Texte fourni:
——
Lindi Ortega

Entrevue avec Lindi Ortega

Le 29 janvier dernier, la chanteuse Lindi Ortega était de passage au Divan Orange pour y présenter les chansons de son plus récent album, Cigarettes & Truckstops. Sorstu.ca l’a rencontrée avant le spectacle pour y discuter des influences blues sur l’album, de son récent déménagement à Nashville et de son amour pour la musique country.


Sorstu.ca : Bienvenue de nouveau à Montréal. Vous êtes venue ici à l’automne à deux reprises, en première partie de K.D Lang et puis en première partie de Social Distorsion. Comment furent ces expériences?

L.O. : Ce fut incroyable. Deux genres d’artistes totalement différents, deux publics totalement différents. Mais les deux fois, ce fut merveilleux. J’aime toujours venir à Montréal, parce que a) vous avez la meilleure poutine au monde (rires) et b) vos pâtisseries sont délicieuses, les bagels, danoises, tout est délicieux. Et j’adore l’architecture de Montréal.

 

Photo par Renaud Sakelaris.

Photo par Renaud Sakelaris.

Sorstu.ca : Le Divan Orange est une salle beaucoup plus petite que celles où vous avez joué cet automne lors de vos visites ici. Aimez-vous ce genre de proximité avec le public?

L.O : J’adore. C’est davantage mon style. La chose que je préfère, c’est de jouer dans un bar (rires). Tu sais, où les gens peuvent prendre un verre et se lever debout et avoir du plaisir. Et c’est dans ce genre d’endroit que j’ai débuté, les bars et cafés. J’aime tout simplement ça, c’est agréable et intime, et tu peux voir les visages des gens. Tu peux pointer quelqu’un du doigt et le rendre mal à l’aise et lui chanter une petite chanson en le dévisageant (rires). Vraiment, j’adore ça, et c’est génial ici (au Divan Orange), c’est chaleureux et cool.

 

Sorstu.ca : Pour l’album Cigarette & Truckstops, vous avez…

L.O : J’ai fumé 10 paquets de cigarettes. (rires)  Non, je blague!

 

Sorstu.ca : (rires). Vous avez été inspirée par la musique blues. Comment cela s’inscrit-il dans votre style?

L.O. : Tout d’abord, le genre de country – si on veut appeler ça « country » – que je fais est un curieux mélange. C’est un mix de tout ce qui m’a influencée. Je n’ai jamais été inspirée que par un seul style de country. J’aime tous les styles. Et j’aime également la musique folk, et la musique roots, et le rock, etc.  La musique que je fais est le résultat de tout cela mis ensemble.
——
Relevé des données:
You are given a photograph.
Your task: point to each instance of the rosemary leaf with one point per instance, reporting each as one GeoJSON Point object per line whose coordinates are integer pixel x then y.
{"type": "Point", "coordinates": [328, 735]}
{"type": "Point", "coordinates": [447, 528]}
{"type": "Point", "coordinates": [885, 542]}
——
Objectif: Traduisez en anglais cette phrase de l'entrevue avec Lindi Ortega : « Et c’est dans ce genre d’endroit que j’ai débuté, les bars et cafés. » Les lignes forment un matériau à part, distinct du texte.

Solution: And it's in this kind of place that I got my start, bars and cafés.